[Coordinate annotation records]
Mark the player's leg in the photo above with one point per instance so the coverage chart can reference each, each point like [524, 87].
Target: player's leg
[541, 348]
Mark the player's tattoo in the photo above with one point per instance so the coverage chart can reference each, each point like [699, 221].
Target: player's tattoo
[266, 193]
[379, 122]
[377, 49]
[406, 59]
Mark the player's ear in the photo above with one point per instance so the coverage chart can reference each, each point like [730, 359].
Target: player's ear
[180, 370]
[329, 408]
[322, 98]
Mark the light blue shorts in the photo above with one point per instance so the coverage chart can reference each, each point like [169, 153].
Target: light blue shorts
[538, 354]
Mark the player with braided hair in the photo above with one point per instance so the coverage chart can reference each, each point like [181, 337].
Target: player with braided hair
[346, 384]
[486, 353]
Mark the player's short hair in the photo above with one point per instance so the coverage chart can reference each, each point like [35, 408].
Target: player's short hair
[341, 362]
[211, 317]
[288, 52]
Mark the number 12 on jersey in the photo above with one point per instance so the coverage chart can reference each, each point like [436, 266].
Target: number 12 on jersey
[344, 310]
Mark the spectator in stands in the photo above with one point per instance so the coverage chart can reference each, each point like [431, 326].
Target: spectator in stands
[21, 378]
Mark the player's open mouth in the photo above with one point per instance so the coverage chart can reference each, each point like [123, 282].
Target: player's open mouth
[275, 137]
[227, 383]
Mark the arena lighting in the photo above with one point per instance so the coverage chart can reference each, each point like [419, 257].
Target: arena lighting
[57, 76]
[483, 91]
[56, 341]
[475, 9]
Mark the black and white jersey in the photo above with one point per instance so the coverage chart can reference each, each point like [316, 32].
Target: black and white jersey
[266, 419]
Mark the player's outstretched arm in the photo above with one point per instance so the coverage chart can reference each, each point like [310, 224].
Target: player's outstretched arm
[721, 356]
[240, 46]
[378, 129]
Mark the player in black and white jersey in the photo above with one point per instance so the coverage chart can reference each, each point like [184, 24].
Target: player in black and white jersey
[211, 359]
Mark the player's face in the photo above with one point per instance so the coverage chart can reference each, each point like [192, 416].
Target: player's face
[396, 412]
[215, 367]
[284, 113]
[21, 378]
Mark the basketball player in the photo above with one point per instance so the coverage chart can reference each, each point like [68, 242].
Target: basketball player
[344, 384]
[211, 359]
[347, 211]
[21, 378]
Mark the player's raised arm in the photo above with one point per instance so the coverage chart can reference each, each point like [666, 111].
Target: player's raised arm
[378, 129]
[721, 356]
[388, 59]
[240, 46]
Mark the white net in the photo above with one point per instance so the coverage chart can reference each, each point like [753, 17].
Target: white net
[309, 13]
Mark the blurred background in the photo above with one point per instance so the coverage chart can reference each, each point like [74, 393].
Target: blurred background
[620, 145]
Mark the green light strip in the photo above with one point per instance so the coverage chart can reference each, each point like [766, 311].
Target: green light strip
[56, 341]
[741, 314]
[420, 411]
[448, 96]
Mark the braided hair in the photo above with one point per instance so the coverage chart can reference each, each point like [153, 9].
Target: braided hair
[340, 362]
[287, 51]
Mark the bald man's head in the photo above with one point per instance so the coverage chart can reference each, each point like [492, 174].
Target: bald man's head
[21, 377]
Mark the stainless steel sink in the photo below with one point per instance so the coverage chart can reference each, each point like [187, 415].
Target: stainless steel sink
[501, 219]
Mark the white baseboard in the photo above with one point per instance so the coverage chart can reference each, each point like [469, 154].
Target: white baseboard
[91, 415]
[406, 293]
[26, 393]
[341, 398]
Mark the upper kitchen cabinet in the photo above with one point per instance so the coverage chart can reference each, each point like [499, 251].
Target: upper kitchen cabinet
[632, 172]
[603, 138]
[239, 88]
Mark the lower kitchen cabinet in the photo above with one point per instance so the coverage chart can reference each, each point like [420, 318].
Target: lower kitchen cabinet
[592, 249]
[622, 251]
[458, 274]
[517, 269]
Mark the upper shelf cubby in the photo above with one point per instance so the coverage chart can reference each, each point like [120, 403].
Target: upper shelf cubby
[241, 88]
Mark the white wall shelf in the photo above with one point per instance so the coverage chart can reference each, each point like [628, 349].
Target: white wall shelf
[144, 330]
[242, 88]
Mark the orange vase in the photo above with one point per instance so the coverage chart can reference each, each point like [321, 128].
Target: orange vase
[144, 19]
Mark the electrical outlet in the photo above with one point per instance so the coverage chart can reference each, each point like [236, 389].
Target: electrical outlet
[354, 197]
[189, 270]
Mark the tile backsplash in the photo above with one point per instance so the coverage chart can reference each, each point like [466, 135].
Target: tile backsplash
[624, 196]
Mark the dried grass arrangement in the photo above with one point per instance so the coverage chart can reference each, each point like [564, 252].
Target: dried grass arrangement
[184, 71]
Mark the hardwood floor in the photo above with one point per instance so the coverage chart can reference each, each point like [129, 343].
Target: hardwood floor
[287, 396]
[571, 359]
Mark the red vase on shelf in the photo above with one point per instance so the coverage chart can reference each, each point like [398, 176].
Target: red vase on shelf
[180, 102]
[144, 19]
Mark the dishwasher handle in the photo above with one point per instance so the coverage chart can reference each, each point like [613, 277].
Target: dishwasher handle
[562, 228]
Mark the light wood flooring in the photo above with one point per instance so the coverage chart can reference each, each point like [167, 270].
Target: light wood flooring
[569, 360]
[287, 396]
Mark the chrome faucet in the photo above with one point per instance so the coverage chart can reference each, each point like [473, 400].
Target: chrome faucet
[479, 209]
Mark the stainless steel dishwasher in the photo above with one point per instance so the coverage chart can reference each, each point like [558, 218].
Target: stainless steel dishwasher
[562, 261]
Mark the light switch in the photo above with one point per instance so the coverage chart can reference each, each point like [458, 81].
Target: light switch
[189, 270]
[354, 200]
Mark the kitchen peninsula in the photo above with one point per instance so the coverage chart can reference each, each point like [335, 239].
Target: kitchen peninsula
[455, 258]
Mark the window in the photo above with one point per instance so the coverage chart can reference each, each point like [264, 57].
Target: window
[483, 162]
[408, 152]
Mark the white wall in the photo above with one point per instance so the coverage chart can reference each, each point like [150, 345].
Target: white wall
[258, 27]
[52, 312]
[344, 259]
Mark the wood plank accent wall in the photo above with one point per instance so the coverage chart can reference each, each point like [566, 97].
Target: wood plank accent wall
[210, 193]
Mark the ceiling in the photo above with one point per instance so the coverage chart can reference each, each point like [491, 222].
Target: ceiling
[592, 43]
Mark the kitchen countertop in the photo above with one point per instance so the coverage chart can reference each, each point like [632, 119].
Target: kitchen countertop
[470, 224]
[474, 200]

#### Requirements
Print all the data exactly.

#### Response to this exercise
Mark the player's leg in the photo above with one point per instance so the coverage chart can reference each, each point like [524, 87].
Target: player's leg
[541, 348]
Mark the player's tattoo in the photo above with one point per instance so the coverage chart can reference each, each point like [699, 221].
Target: player's tattoo
[266, 193]
[379, 122]
[377, 49]
[406, 59]
Mark the player's ear in the photo above with one point per instance so the coverage chart can reference each, each point like [730, 359].
Target: player's ear
[180, 370]
[329, 408]
[322, 98]
Mark the light blue shorts in the photo above with one point per instance so the coverage chart can reference each, each point like [169, 153].
Target: light blue shorts
[538, 354]
Mark the player with braided hair in the photo above with one point per instance so the coverage chart can reference each, each point like [181, 337].
Target: player with braided hair
[346, 384]
[486, 353]
Mark the player's short hair in the photo above with one point per instance so the coverage chart can reference each, each point like [35, 408].
Target: player's short hair
[341, 362]
[211, 317]
[288, 52]
Mark the number 12 on jersey in the photo above with one point per instance so the coverage chart can reference each, each point like [436, 266].
Target: number 12 on jersey
[344, 310]
Mark the spectator in stands in the photo above with one point per instance so the coverage chart can reference each, each point like [431, 326].
Target: spectator in stands
[21, 378]
Mark the player's open mouth in the photo above with one point per instance so the coverage chart can reference each, each point like [123, 282].
Target: player's open mouth
[275, 137]
[227, 383]
Mark the arena lighting in the photo above with one point per instance so the coverage chart can reference each, each point like [419, 257].
Target: arena lighting
[57, 76]
[483, 91]
[56, 341]
[475, 9]
Mark the black and white jersey in the photo above with one point per instance so the coverage chart can reference each, each point like [316, 32].
Target: black and white jersey
[266, 419]
Mark the player's outstretched arm in the photo above with one point per instance so the coverage chart can reference each, each point like [310, 224].
Target: player's outstretched arm
[721, 356]
[240, 46]
[378, 129]
Mark the player in black and white jersey in the photo above with one point per instance so the coverage chart can reference each, each point like [184, 24].
Target: player in black and white jersey
[211, 359]
Mark the player's face in the photo above with one point per instance so the coverage chart can reference each, each point like [192, 416].
Target: player's face
[396, 412]
[215, 367]
[284, 113]
[21, 378]
Mark the basketball player in the photo above with one point per instance so the coverage chart can reference each, each point like [68, 242].
Target: basketball player
[344, 384]
[211, 359]
[347, 211]
[21, 378]
Mark the player's raised arm in the photo above with one point per instance so the coverage chart can reference each, each point like [666, 111].
Target: player's raised arm
[378, 129]
[721, 356]
[388, 59]
[240, 46]
Mark the white net in the photo above with one point per instance so the coverage chart can reference each, each point like [753, 17].
Target: white net
[309, 13]
Mark the blurred background in the photo above with one point per instance so the coverage chart can reference each, each point like [74, 393].
Target: blurred background
[620, 145]
Mark the green light strip in the photo above with one point per instance so the coverage chart can reference each, each point like [766, 311].
Target: green light strip
[56, 341]
[741, 314]
[420, 411]
[448, 96]
Mark the braided hair in the photo above with one point per instance so the coverage chart can reference each, each point like [153, 9].
Target: braided hair
[340, 362]
[287, 51]
Mark the bald man's head in the photo above with one point per instance so the coverage chart can reference each, each point like [492, 174].
Target: bald man's head
[21, 377]
Mark the stainless steel sink in the photo below with one point per instance so the coverage chart can reference each, each point like [187, 415].
Target: stainless steel sink
[501, 219]
Mark the white baseboard in the photo above with one point per instance so the coverage chart can reference each, each point like [469, 154].
Target: white baseboard
[91, 415]
[406, 293]
[26, 393]
[341, 398]
Mark the upper kitchen cabinet in the photo above with one point per instance so the coverage chart can reference each, each point like [499, 251].
Target: upper kitchen cabinet
[632, 172]
[603, 138]
[239, 88]
Mark the lower kitchen cabinet in the photo above with one point per instance so the coverage chart can reference each, each point like [420, 318].
Target: lower kitchen cabinet
[592, 249]
[622, 251]
[458, 274]
[517, 269]
Mark the upper shelf cubby in the photo above with one point per instance so the coverage chart can reference each, each point like [120, 403].
Target: upper shelf cubby
[241, 88]
Mark the white wall shelf in the photo above with one point per instance so the coverage chart can reference each, each point like [628, 349].
Target: white wall shelf
[144, 330]
[242, 88]
Mark the orange vase in the photo above with one point per instance so the coverage chart can reference each, each point like [321, 128].
Target: orange vase
[144, 19]
Mark the electrical outlet in the photo above with one point per instance so the coverage chart can reference each, each point like [236, 389].
Target: electrical outlet
[354, 197]
[189, 270]
Mark the tile backsplash in the photo above with one point per instance so the coverage chart can reference each, each point like [466, 135].
Target: tile backsplash
[624, 196]
Mark the dried grass arrangement in the photo above with one point per instance so the coverage chart can reference each, each point like [564, 252].
Target: dried grass arrangement
[184, 71]
Mark the hardwood floor in the photo above with one point per instance so the coverage chart can reference each, each point like [129, 343].
Target: hardwood floor
[287, 396]
[571, 359]
Mark the red vase on shelf in the photo above with one point per instance so the coverage chart can reference each, each point like [398, 176].
Target: red vase on shelf
[180, 102]
[144, 19]
Mark the dishwasher handle in the photo above with one point per instance so the coverage chart can reference each, each point like [613, 277].
Target: dishwasher handle
[562, 228]
Mark the light wood flooring in the photo above with one point per instance so the coverage chart can reference each, each point like [167, 270].
Target: light wood flooring
[569, 360]
[287, 396]
Mark the chrome faucet in the photo above with one point per instance so the coverage chart can reference each, each point like [473, 400].
Target: chrome faucet
[479, 209]
Mark the stainless steel dishwasher in the photo above with one point per instance so the coverage chart can reference each, each point like [558, 218].
Target: stainless steel dishwasher
[562, 261]
Mark the light switch in the photo above with one point per instance so the coverage chart can reference each, each point like [458, 81].
Target: light switch
[189, 270]
[354, 200]
Mark the kitchen peninsula in the photo above with one point per instance so the coverage chart can reference each, each point like [335, 239].
Target: kitchen peninsula
[455, 258]
Mark the window in the photo above with one point per instance so the coverage chart can reference each, each point like [264, 57].
Target: window
[483, 162]
[408, 152]
Mark the white wall in the photo above with one point per instance so the coverage chart can reference each, each point like [150, 345].
Target: white wall
[258, 27]
[52, 312]
[344, 259]
Mark the wood plank accent wall in the photo above with one point per instance so the coverage chart can reference each, each point like [566, 97].
Target: wood plank accent wall
[210, 193]
Mark the ceiling in the photo above with one point per instance so the coverage chart can reference each, each point like [491, 222].
Target: ceiling
[592, 43]
Mark the kitchen countertop in the photo above with one point per instance so the coverage chart can reference each, each point like [632, 119].
Target: kitchen countertop
[470, 224]
[474, 200]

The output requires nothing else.